• **Objective 1**
Quote word for word the part of the dataset-format feature request that begins at the words "I realized that" and stops after "make this happen?".

Support hosting lance / vortex / iceberg / zarr datasets on huggingface hub
Feature request
Huggingface datasets has great support for large tabular datasets in parquet with large partitions. I would love to see two things in the future:
- equivalent support for
lance,vortex,iceberg,zarr(in that order) in a way that I can stream them using the datasets library - more fine-grained control of streaming, so that I can stream at the partition / shard level
Motivation
I work with very large lance datasets on S3 and often require random access for AI/ML applications like multi-node training. I was able to achieve high throughput dataloading on a lance dataset with ~150B rows by building distributed dataloaders that can be scaled both vertically (until i/o and CPU are saturated), and then horizontally (to workaround network bottlenecks).
Using this strategy I was able to achieve 10-20x the throughput of the streaming data loader from the huggingface/datasets library.
I realized that these would be great features for huggingface to support natively
Your contribution
I'm not ready yet to make a PR but open to it with the right pointers!
Kudos!
So cool ! Would love to see support for lance :)
@lhoestq thanks for your support! Any suggestions across datasets or huggingface_hub projects to make this happen?
I just noticed this blog post: https://huggingface.co/blog/streaming-datasets
Do you know if hfFileSystem from huggingface_hub is flexible enough to accommodate lance? I don't want to open and scan a file, I want to create generators with the lance.dataset.to_batches() from each fragment (partition) that I can iterate over in a distributed dataloader.
Ideally, something like this should just work:
import lance
lance_ds_path = f"hf://datasets/{dataset_id}/{path_in_repo}.lance"
ds = lance.dataset(lance_ds_path)

• **Objective 2**
From the records below, extract every line that contains the word "woman", treating uppercase and lowercase as different.

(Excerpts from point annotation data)
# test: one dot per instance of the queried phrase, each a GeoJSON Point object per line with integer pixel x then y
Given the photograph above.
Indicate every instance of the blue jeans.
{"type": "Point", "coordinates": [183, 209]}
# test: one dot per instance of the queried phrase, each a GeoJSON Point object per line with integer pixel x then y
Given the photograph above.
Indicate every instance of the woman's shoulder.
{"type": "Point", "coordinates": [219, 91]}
* * *
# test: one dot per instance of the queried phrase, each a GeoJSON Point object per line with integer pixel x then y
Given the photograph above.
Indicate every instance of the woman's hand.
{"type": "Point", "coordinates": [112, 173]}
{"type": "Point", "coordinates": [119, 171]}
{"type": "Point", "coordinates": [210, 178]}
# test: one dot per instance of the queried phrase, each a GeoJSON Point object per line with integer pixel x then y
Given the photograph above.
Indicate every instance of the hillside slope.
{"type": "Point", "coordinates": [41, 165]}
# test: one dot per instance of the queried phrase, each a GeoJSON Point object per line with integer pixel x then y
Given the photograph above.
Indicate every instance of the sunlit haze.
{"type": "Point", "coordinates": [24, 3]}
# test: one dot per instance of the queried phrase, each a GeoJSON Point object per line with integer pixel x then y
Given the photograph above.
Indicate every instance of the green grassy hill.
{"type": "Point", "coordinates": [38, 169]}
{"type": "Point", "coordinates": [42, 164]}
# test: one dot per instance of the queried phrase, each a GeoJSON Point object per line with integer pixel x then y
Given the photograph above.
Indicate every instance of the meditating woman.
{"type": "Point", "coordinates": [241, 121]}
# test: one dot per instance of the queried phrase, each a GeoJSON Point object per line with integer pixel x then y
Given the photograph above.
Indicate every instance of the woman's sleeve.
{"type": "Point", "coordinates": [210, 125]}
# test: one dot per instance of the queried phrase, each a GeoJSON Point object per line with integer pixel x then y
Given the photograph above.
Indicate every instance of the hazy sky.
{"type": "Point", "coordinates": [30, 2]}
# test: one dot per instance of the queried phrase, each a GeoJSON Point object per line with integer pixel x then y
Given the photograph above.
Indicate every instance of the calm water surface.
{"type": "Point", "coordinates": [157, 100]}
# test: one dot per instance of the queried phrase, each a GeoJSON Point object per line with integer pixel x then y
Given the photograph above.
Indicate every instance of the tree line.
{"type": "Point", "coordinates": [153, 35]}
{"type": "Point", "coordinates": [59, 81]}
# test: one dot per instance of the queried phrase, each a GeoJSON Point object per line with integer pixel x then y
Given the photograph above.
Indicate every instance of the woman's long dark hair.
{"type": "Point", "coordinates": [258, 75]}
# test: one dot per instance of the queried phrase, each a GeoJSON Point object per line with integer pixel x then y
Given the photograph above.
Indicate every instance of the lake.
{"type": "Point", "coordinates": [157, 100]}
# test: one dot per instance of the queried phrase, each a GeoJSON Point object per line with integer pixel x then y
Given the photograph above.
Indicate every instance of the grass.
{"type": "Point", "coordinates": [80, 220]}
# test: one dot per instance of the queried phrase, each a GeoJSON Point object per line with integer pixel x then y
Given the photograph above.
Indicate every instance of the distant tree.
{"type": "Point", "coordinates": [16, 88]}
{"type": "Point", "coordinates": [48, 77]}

• **Exercise response 1**
I realized that these would be great features for huggingface to support natively
Your contribution
I'm not ready yet to make a PR but open to it with the right pointers!
Kudos!
So cool ! Would love to see support for lance :)
@lhoestq thanks for your support! Any suggestions across datasets or huggingface_hub projects to make this happen?

• **Exercise response 2**
Indicate every instance of the woman's shoulder.
Indicate every instance of the woman's hand.
Indicate every instance of the meditating woman.
Indicate every instance of the woman's sleeve.
Indicate every instance of the woman's long dark hair.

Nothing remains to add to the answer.